• Task goal
Please revise the items below so that each "compost turner machine" reads "windrow turner", with everything else left as it is.

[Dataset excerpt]
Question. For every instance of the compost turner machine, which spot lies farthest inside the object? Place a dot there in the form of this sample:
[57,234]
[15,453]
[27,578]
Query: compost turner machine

• Reply
Question. For every instance of the windrow turner, which spot lies farthest inside the object? Place a dot there in the form of this sample:
[57,234]
[15,453]
[27,578]
Query: windrow turner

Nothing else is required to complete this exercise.